§ **Document extract**:
************

Recently Issued Accounting Standard
Income Taxes. On July 18, 2013, the FASB issued an update to accounting for income taxes. The update provides clarification on the presentation of an unrecognized tax benefit when a net operating loss carryforward, a similar tax loss or a tax credit carryforward exists. The update is effective for public entities for fiscal years, and interim periods within those years, beginning after December 15, 2013. Early adoption is permitted. We have not yet evaluated the impact of the update on our financial statements.
NOTE 3 - FAIR VALUE OF FINANCIAL INSTRUMENTS
Derivative Financial Instruments
Determination of fair value. Our fair value measurements are estimated pursuant to a fair value hierarchy that requires us to maximize the use of observable inputs and minimize the use of unobservable inputs when measuring fair value. The valuation hierarchy is based upon the transparency of inputs to the valuation of an asset or liability as of the measurement date, giving the highest priority to quoted prices in active markets (Level 1) and the lowest priority to unobservable data (Level 3). In some cases, the inputs used to measure fair value might fall in different levels of the fair value hierarchy. In these cases, the lowest level input that is significant to a fair value measurement in its entirety determines the applicable level in the fair value hierarchy. Assessing the significance of a particular input to the fair value measurement in its entirety requires judgment, considering factors specific to the asset or liability, and may affect the valuation of the assets and liabilities and their placement within the fair value hierarchy levels. The three levels of inputs that may be used to measure fair value are defined as:
PDC ENERGY, INC.
NOTES TO CONDENSED CONSOLIDATED FINANCIAL STATEMENTS - Continued
Level 1 – Quoted prices (unadjusted) for identical assets or liabilities in active markets.
Level 2 – Inputs other than quoted prices included within Level 1 that are either directly or indirectly observable for the asset or liability, including quoted prices for similar assets or liabilities in active markets, quoted prices for identical or similar assets or liabilities in inactive markets, inputs other than quoted prices that are observable for the asset or liability and inputs that are derived from observable market data by correlation or other means.

************

§ **Goals**:
1. Reproduce everything in the accounting notes from "NOTES TO CONDENSED" down to "or other means.", word for word.
2. Answer these from the accounting notes:
(a) On what date did the FASB issue the update to accounting for income taxes?
(b) Which level of the fair value hierarchy receives the lowest priority, and what kind of data does it involve?
(c) What does Level 1 consist of?
3. According to the accounting notes, how is the hierarchy level chosen when a measurement's inputs fall in different levels, and why does assessing those inputs require judgment?
Rely only on the accounting notes to answer.

************

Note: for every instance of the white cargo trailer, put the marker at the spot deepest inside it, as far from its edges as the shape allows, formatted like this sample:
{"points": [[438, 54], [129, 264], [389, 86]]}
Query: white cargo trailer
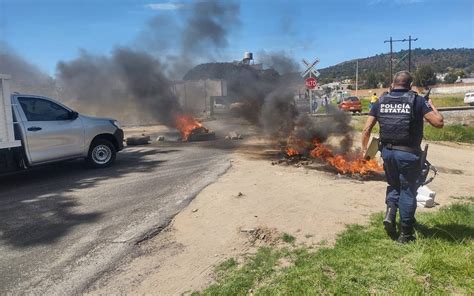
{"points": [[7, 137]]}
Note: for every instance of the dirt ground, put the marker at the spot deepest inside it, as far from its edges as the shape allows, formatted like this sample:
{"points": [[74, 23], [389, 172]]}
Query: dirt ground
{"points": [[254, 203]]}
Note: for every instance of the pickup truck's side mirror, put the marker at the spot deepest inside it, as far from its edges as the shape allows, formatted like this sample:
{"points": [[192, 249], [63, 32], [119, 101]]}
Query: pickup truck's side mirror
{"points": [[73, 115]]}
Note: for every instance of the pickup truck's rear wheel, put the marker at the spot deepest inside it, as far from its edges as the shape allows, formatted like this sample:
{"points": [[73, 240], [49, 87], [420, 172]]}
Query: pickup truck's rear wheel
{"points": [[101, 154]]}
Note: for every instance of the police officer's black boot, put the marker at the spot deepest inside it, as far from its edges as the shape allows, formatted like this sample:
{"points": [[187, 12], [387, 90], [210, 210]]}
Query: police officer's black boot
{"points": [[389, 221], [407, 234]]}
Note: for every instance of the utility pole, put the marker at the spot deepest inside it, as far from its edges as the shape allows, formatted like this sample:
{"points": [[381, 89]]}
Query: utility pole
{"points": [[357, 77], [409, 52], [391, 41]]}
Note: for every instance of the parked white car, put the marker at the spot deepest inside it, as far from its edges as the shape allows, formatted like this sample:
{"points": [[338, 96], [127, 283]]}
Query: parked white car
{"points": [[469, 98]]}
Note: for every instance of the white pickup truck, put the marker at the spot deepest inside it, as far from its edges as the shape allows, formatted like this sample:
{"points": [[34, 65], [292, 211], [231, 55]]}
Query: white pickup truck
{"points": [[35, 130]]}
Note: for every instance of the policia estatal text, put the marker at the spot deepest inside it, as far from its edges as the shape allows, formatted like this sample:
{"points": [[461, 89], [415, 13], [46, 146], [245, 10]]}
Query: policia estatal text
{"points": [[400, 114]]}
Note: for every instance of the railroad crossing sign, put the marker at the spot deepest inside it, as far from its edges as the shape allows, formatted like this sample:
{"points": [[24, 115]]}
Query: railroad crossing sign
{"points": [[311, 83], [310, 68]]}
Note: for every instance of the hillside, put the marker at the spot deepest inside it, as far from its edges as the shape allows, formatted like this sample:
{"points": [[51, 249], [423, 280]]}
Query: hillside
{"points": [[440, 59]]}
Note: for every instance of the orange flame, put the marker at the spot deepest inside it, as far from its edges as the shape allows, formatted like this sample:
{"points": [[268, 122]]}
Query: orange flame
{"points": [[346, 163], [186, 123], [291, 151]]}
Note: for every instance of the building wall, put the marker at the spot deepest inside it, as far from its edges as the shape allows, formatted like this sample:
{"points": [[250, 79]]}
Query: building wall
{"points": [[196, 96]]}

************

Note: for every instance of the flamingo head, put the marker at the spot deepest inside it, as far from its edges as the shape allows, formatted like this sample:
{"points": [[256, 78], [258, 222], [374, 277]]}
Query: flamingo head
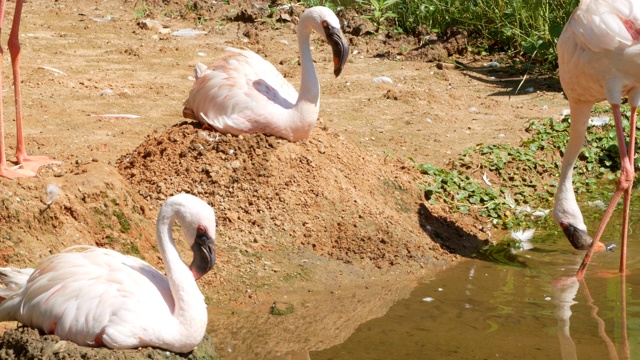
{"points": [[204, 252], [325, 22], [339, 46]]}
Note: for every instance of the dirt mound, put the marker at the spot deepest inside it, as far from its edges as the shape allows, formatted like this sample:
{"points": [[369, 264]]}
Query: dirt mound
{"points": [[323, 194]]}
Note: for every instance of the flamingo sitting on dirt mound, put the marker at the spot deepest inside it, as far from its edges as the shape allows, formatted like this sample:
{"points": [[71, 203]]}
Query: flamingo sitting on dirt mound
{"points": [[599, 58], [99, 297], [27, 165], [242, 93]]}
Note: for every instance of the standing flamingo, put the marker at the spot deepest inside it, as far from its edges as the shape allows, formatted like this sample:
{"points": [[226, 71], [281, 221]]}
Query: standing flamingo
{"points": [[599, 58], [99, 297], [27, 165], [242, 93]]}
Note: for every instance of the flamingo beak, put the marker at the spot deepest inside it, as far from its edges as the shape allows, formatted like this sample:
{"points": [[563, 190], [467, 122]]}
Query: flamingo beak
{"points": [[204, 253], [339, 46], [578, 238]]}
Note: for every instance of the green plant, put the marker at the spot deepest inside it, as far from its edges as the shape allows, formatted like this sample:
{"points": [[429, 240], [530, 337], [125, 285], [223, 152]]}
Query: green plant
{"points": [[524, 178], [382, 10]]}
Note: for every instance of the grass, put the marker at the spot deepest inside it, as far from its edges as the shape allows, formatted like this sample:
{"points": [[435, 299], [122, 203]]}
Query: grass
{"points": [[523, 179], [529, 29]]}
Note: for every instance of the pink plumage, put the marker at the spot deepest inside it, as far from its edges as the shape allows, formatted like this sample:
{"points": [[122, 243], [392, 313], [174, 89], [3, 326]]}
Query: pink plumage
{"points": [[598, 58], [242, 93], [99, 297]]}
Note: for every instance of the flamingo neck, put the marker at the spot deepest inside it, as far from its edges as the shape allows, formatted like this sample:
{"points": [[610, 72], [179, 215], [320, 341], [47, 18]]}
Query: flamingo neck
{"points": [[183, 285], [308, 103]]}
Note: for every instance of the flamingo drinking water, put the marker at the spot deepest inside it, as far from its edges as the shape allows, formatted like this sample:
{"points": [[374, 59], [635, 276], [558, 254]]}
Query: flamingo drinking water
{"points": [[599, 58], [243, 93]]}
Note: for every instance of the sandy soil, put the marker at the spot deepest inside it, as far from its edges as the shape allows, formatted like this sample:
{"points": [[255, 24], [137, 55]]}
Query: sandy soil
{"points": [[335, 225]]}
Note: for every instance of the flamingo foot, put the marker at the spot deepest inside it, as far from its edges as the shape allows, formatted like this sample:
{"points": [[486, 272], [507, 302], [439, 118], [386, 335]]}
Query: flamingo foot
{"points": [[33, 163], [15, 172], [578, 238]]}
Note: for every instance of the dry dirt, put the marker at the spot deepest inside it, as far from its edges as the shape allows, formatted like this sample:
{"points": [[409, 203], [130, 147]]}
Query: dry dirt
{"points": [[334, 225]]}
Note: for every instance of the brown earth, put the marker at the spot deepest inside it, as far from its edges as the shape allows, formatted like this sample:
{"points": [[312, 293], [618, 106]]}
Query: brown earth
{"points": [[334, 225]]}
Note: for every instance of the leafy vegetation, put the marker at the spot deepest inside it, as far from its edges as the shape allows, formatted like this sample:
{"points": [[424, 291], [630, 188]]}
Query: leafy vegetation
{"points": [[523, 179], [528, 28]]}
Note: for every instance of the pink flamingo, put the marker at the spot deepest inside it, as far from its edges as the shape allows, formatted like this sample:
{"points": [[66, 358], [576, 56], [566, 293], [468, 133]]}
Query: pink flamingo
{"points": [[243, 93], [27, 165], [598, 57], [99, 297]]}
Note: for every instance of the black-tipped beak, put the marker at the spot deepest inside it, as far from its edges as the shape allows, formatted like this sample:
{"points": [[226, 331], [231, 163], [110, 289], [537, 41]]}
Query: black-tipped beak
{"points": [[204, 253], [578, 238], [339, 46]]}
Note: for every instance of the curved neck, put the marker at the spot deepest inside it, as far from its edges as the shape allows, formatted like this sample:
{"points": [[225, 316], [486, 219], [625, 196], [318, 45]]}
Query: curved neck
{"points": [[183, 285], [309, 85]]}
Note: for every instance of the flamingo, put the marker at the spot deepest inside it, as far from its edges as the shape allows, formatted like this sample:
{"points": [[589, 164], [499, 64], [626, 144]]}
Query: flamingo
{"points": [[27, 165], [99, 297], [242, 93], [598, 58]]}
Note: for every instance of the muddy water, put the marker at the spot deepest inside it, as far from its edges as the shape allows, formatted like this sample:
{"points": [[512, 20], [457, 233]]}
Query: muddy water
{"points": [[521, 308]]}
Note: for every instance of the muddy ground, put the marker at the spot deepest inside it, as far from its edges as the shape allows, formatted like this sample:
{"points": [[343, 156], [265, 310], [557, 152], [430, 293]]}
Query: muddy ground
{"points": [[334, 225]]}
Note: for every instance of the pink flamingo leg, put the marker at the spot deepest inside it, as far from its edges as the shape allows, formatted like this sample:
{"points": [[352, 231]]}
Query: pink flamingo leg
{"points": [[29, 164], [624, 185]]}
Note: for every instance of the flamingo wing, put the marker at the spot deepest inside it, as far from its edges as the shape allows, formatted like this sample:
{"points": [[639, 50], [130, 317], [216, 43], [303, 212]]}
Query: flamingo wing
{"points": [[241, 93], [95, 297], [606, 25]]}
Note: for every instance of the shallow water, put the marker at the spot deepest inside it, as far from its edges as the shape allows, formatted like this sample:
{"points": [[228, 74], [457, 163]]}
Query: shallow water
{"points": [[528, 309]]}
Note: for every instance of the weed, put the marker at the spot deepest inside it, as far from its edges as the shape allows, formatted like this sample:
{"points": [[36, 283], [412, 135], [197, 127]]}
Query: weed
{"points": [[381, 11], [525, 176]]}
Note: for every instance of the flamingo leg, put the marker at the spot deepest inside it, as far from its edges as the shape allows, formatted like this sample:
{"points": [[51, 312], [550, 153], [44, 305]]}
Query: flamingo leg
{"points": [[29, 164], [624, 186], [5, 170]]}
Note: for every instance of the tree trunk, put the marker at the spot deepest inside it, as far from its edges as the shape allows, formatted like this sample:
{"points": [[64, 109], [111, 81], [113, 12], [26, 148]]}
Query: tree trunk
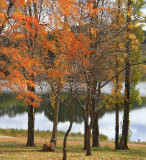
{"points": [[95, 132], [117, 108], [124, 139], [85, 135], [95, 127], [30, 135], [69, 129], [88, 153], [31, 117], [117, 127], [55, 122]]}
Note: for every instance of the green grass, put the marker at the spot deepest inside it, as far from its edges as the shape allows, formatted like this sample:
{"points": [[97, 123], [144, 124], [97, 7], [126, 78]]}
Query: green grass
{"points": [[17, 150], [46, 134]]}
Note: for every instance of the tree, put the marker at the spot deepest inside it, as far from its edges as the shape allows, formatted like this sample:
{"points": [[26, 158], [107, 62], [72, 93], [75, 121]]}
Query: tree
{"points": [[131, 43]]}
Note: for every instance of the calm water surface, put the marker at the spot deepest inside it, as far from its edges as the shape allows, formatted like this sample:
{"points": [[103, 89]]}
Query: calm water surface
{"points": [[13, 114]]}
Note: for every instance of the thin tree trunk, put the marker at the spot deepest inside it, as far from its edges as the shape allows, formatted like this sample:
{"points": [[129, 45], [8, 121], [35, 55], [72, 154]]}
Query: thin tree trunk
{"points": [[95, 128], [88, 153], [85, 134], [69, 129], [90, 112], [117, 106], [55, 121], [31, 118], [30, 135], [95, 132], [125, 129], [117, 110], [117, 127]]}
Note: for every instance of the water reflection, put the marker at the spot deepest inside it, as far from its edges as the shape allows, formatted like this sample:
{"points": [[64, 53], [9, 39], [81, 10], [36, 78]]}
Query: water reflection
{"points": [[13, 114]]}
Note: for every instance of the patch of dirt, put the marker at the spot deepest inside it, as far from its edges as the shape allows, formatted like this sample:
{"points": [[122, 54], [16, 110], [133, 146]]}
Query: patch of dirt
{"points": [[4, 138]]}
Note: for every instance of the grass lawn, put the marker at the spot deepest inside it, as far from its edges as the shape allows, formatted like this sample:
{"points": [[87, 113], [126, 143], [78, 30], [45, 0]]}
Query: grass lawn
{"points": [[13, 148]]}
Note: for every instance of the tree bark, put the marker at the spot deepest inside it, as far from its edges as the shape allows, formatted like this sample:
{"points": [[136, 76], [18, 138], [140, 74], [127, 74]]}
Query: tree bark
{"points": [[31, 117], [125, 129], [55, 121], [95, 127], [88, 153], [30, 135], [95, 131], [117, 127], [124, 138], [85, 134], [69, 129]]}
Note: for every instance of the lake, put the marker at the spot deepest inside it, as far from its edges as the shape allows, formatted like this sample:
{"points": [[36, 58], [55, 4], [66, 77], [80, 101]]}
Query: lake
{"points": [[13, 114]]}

************

§ **Expected results**:
1.
NOTES TO CONDENSED CONSOLIDATED FINANCIAL STATEMENTS - Continued
Level 1 – Quoted prices (unadjusted) for identical assets or liabilities in active markets.
Level 2 – Inputs other than quoted prices included within Level 1 that are either directly or indirectly observable for the asset or liability, including quoted prices for similar assets or liabilities in active markets, quoted prices for identical or similar assets or liabilities in inactive markets, inputs other than quoted prices that are observable for the asset or liability and inputs that are derived from observable market data by correlation or other means.

2.
(a) July 18, 2013.
(b) Level 3, which involves unobservable data.
(c) Quoted prices (unadjusted) for identical assets or liabilities in active markets.

3. The level is set by the lowest level input that is significant to the fair value measurement in its entirety. Assessing an input's significance requires judgment because it involves considering factors specific to the asset or liability.